── INPUT ROWS

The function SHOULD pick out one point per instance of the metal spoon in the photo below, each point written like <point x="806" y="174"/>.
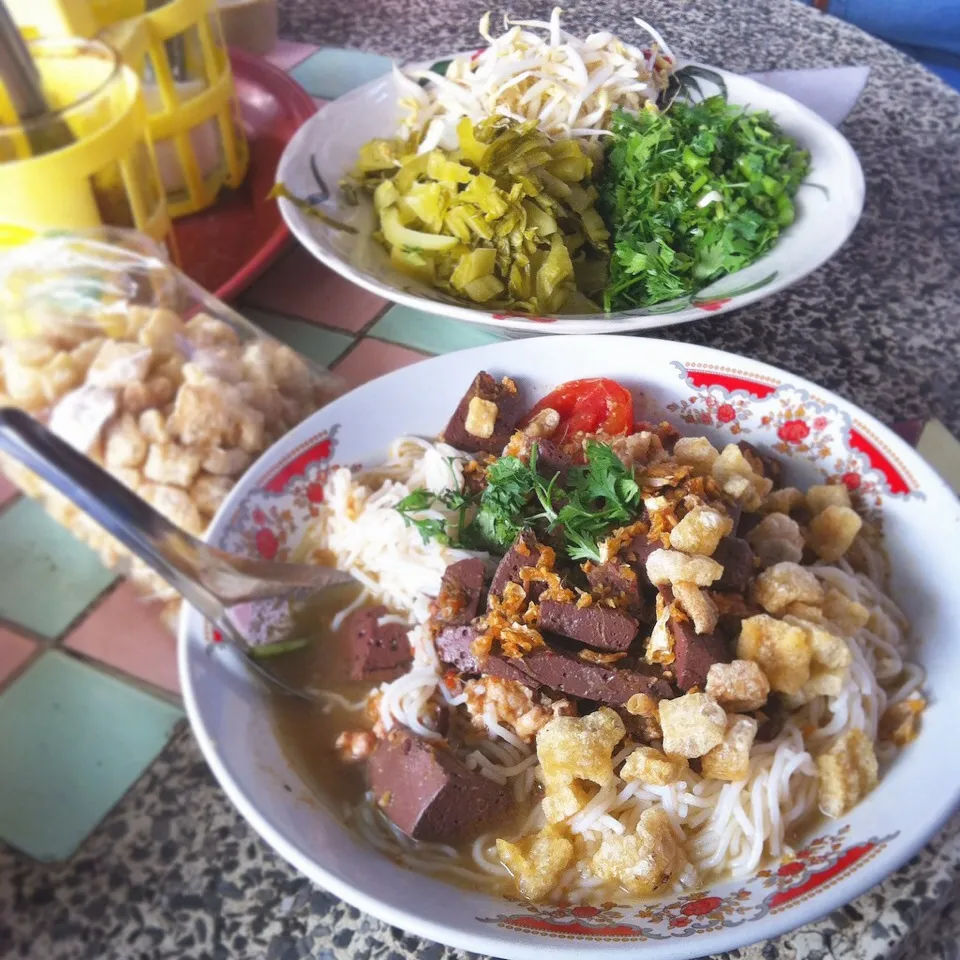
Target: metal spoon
<point x="210" y="580"/>
<point x="25" y="89"/>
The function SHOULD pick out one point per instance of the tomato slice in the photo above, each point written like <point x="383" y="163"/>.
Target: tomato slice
<point x="588" y="406"/>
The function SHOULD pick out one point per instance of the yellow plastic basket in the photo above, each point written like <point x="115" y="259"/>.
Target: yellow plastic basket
<point x="107" y="175"/>
<point x="188" y="87"/>
<point x="177" y="49"/>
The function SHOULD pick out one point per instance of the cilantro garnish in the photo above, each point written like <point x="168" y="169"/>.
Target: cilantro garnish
<point x="660" y="168"/>
<point x="594" y="499"/>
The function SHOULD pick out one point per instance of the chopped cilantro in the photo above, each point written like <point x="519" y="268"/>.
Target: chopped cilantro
<point x="661" y="167"/>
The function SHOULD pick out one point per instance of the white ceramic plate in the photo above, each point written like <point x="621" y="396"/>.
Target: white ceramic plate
<point x="828" y="208"/>
<point x="815" y="433"/>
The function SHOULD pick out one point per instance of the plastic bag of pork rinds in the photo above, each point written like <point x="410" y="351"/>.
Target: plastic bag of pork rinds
<point x="138" y="367"/>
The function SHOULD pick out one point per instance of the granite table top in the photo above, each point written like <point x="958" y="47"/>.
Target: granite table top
<point x="174" y="872"/>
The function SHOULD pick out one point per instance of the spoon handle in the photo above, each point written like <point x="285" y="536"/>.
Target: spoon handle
<point x="142" y="530"/>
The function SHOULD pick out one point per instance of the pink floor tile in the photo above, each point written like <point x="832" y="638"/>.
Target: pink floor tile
<point x="287" y="54"/>
<point x="300" y="286"/>
<point x="15" y="651"/>
<point x="128" y="635"/>
<point x="372" y="358"/>
<point x="7" y="490"/>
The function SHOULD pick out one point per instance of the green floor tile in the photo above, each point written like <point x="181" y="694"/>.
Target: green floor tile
<point x="330" y="73"/>
<point x="74" y="740"/>
<point x="429" y="332"/>
<point x="317" y="343"/>
<point x="47" y="577"/>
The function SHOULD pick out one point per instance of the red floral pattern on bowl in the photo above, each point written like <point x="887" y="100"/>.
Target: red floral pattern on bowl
<point x="817" y="436"/>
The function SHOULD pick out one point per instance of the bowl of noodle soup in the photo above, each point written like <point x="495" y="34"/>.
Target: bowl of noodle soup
<point x="665" y="846"/>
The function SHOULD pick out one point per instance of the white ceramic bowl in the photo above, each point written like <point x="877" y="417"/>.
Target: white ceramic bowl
<point x="725" y="397"/>
<point x="828" y="208"/>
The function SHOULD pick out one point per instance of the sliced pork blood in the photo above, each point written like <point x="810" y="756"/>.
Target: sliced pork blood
<point x="736" y="558"/>
<point x="695" y="653"/>
<point x="374" y="651"/>
<point x="525" y="552"/>
<point x="566" y="672"/>
<point x="460" y="590"/>
<point x="486" y="390"/>
<point x="616" y="581"/>
<point x="454" y="648"/>
<point x="596" y="626"/>
<point x="428" y="793"/>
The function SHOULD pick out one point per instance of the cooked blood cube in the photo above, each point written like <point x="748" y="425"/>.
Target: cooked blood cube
<point x="616" y="581"/>
<point x="375" y="651"/>
<point x="428" y="793"/>
<point x="453" y="648"/>
<point x="762" y="463"/>
<point x="598" y="627"/>
<point x="695" y="653"/>
<point x="566" y="672"/>
<point x="459" y="599"/>
<point x="551" y="460"/>
<point x="736" y="558"/>
<point x="485" y="417"/>
<point x="525" y="552"/>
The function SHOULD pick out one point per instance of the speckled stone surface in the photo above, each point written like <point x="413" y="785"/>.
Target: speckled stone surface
<point x="880" y="323"/>
<point x="174" y="873"/>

────

◆ **TASK GOAL**:
Leaving aside the images, write out the entries above word for word.

◆ **ANSWER**:
The function SHOULD pick out one point per instance of the metal spoon in the photo below, each point written like <point x="806" y="174"/>.
Target: metal spoon
<point x="210" y="580"/>
<point x="25" y="89"/>
The function SHOULD pick out one point per instance of the tomato slice in the photo above, each point written like <point x="383" y="163"/>.
Target: tomato slice
<point x="588" y="406"/>
The function SHOULD pick out one point per instance of the yellow plastic basket in the photo above, each point written like <point x="115" y="259"/>.
Target: yellow plastic basket
<point x="107" y="175"/>
<point x="188" y="87"/>
<point x="177" y="49"/>
The function SHOULD pick out one point per instance of the cilantro garnish in the photo above, each point written like <point x="168" y="169"/>.
Target: cilantro garnish
<point x="660" y="168"/>
<point x="594" y="499"/>
The function SHOULD pick out one point per instance of the chopped cilantro in the photo above, each point written like <point x="519" y="268"/>.
Target: chopped cilantro
<point x="661" y="167"/>
The function SHOULD pick out one point per instance of the white ceramic plate in the photo above, each point written like <point x="621" y="396"/>.
Target: white ceramic plate
<point x="828" y="208"/>
<point x="815" y="433"/>
The function SHOULD pick out one point per instance of the plastic bag of pork rinds in the photo above, each point written like <point x="410" y="351"/>.
Target: plastic bag of pork rinds
<point x="138" y="367"/>
The function SHOULD pick out one point per instance of the granite table top in the photo above, each point written like <point x="958" y="47"/>.
Target: granite table top
<point x="174" y="872"/>
The function SHOULD pick out one point per instance of the spoon handle in the photo above, each point written like <point x="285" y="536"/>.
Target: spoon handle
<point x="142" y="530"/>
The function SHOULD pick out one point per instance of the pink floor tile in the photo above, each point written like <point x="832" y="638"/>.
Target: pink floor tile
<point x="287" y="54"/>
<point x="300" y="286"/>
<point x="15" y="651"/>
<point x="128" y="635"/>
<point x="372" y="358"/>
<point x="7" y="490"/>
The function SHOULD pick out one point per instance of the green floor tile in the photo above, each point written like <point x="181" y="694"/>.
Target: green floor tile
<point x="330" y="73"/>
<point x="74" y="740"/>
<point x="429" y="332"/>
<point x="317" y="343"/>
<point x="47" y="577"/>
The function SHOULD pick out one point per instance of the red floral pattern on bowl in the photo above, each point written like <point x="887" y="100"/>.
Target: red floral pattern on bowl
<point x="817" y="436"/>
The function SHOULD pick out one point per instance of the bowl of noodle soup in the photo above, each point written like <point x="495" y="34"/>.
Target: bowl of noodle soup
<point x="665" y="846"/>
The function SHOULD pick out one point per instance of the white ceramic bowl in the photo above, each point written like <point x="877" y="417"/>.
Target: white ceramic bowl
<point x="725" y="397"/>
<point x="828" y="208"/>
The function SHOULD pick out one point per instance of the sliced pork blood in the photo above, each point written like <point x="810" y="756"/>.
Target: sliced pork blood
<point x="736" y="558"/>
<point x="695" y="653"/>
<point x="374" y="651"/>
<point x="525" y="552"/>
<point x="566" y="672"/>
<point x="460" y="590"/>
<point x="486" y="390"/>
<point x="616" y="581"/>
<point x="454" y="648"/>
<point x="596" y="626"/>
<point x="428" y="793"/>
The function SHOULD pick out one point per instance of the cooked blood cube in the photo above, each point written like <point x="748" y="425"/>.
Target: cooked blood cube
<point x="616" y="581"/>
<point x="375" y="651"/>
<point x="428" y="793"/>
<point x="453" y="648"/>
<point x="762" y="463"/>
<point x="598" y="627"/>
<point x="695" y="653"/>
<point x="566" y="672"/>
<point x="459" y="599"/>
<point x="551" y="460"/>
<point x="736" y="558"/>
<point x="485" y="417"/>
<point x="525" y="552"/>
The function SHOULD pick out one point per instance of the speckled stone surface in the photo above, each point written like <point x="413" y="785"/>.
Target: speckled stone surface
<point x="880" y="323"/>
<point x="174" y="873"/>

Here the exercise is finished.